Testo fornito:
◆ ◆ ◆
Aveva uno spirito rivoluzionario e controcorrente. La morte di Jonathan Demme, a 73 anni per un cancro che dal 2010 lo aveva debilitato nel corpo ma non nella mente, lascerà un vuoto immenso nella storia del cinema moderno. Cresciuto tra New York e Miami, l’ultimo film Dove eravamo rimasti lo aveva presentato nel 2015 a Venezia, con Meryl Streep cantante rock tenace e determinata nel lasciare tutto per la musica.
Il nome di Demme è facilmente associabile al suo più grande successo Il silenzio degli innocenti, che diede vita ad Hannibal Cannibal con il volto di Anthony Hopkins e costruì nel 1991 l’affascinante personaggio tratto dalle pagine di Thomas Harris della detective Clarice Sterling, interpretata da Jodie Foster.
◆ ◆ ◆
(Voci di dati memorizzate)

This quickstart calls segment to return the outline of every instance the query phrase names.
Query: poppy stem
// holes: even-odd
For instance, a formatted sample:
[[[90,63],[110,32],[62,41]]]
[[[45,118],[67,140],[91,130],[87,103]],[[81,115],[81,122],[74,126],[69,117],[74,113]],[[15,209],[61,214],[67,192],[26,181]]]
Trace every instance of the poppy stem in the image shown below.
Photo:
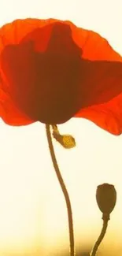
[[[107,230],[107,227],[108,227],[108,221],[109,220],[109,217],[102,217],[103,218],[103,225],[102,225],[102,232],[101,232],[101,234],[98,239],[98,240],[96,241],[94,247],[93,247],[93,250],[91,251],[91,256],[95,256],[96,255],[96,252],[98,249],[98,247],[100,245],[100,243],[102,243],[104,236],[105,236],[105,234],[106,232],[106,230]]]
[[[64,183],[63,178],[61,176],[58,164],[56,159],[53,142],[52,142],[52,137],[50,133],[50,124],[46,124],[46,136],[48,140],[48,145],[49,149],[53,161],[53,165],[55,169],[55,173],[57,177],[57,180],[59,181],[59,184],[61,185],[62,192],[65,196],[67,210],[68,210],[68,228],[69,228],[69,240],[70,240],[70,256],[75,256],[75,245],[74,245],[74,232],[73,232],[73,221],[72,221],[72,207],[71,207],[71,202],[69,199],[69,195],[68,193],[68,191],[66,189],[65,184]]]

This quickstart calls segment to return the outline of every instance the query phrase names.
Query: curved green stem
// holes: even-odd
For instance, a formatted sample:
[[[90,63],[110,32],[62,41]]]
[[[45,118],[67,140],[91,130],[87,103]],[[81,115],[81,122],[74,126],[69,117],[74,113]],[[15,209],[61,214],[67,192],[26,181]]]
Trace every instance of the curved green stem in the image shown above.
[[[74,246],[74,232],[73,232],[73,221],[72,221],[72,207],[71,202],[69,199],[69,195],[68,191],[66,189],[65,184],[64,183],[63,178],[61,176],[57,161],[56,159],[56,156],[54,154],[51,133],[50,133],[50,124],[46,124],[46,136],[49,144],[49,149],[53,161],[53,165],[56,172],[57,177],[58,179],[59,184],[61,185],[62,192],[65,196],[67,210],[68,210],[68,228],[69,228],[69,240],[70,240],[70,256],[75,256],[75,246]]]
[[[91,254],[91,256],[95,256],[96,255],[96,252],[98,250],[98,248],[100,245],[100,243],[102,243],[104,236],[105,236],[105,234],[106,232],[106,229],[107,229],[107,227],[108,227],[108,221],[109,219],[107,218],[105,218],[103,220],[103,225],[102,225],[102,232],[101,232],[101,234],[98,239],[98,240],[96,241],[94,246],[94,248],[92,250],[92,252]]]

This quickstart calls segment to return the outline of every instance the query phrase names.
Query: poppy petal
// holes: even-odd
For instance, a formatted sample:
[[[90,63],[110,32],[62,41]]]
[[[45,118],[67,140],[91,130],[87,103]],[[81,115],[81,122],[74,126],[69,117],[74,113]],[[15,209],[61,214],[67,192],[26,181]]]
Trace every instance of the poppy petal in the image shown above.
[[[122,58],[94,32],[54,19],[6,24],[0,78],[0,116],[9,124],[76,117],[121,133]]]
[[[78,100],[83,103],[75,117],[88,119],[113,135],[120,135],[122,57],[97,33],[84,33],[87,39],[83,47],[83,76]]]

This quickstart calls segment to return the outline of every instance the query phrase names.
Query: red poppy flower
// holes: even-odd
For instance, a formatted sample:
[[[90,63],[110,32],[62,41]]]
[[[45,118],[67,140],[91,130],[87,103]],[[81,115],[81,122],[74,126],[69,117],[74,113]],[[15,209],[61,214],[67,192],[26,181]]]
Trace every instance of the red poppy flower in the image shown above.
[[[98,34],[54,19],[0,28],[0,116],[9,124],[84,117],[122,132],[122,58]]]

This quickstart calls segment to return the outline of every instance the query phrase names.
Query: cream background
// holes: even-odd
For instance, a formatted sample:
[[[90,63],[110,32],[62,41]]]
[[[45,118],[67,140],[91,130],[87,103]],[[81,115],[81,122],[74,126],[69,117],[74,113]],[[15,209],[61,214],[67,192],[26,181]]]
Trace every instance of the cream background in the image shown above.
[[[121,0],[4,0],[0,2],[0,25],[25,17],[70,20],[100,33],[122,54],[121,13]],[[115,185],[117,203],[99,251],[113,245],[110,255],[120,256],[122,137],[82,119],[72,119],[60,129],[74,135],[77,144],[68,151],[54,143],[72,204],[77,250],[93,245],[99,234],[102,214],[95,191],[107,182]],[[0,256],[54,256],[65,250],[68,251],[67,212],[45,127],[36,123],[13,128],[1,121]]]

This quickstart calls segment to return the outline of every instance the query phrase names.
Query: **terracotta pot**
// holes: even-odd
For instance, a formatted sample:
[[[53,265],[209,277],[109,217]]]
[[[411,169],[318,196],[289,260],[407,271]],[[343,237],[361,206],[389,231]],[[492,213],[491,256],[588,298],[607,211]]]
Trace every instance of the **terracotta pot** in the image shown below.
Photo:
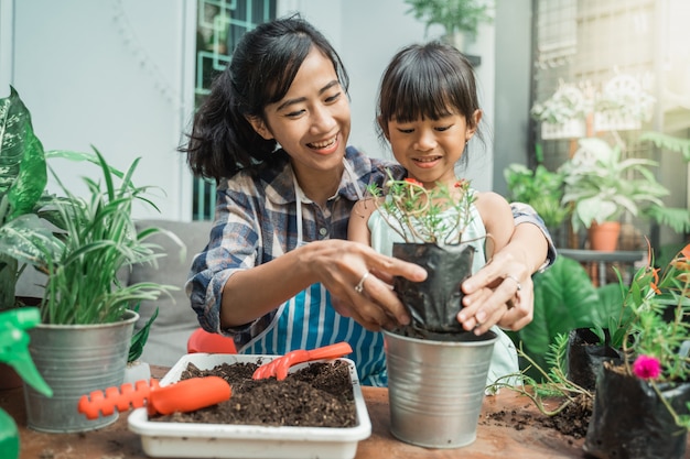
◆ ◆ ◆
Esercizi da svolgere:
A: Riscrivi il passo del testo su Jonathan Demme che comincia con "Aveva uno spirito" e prosegue fino a "da Jodie Foster.", sostituendo "Venezia" con "Cannes".
B: Secondo il testo su Jonathan Demme, per quale causa è morto il regista e in che modo la malattia lo aveva segnato?
C: Indica se queste affermazioni concordano con il testo su Jonathan Demme: (i) Demme è morto a 73 anni; (ii) Il silenzio degli innocenti risale al 2015; (iii) la detective Clarice Sterling è interpretata da Meryl Streep. Rispondi sì o no e cita le parole del testo che lo decidono.
Le voci sono materiale a sé, distinto dal testo su Jonathan Demme.

Soluzioni per esercizio:
A:
Aveva uno spirito rivoluzionario e controcorrente. La morte di Jonathan Demme, a 73 anni per un cancro che dal 2010 lo aveva debilitato nel corpo ma non nella mente, lascerà un vuoto immenso nella storia del cinema moderno. Cresciuto tra New York e Miami, l’ultimo film Dove eravamo rimasti lo aveva presentato nel 2015 a Cannes, con Meryl Streep cantante rock tenace e determinata nel lasciare tutto per la musica.
Il nome di Demme è facilmente associabile al suo più grande successo Il silenzio degli innocenti, che diede vita ad Hannibal Cannibal con il volto di Anthony Hopkins e costruì nel 1991 l’affascinante personaggio tratto dalle pagine di Thomas Harris della detective Clarice Sterling, interpretata da Jodie Foster.

B: È morto a 73 anni per un cancro. Dal 2010 quel cancro lo aveva debilitato nel corpo ma non nella mente.

C:
(i) Sì: "a 73 anni".
(ii) No: "costruì nel 1991".
(iii) No: "interpretata da Jodie Foster".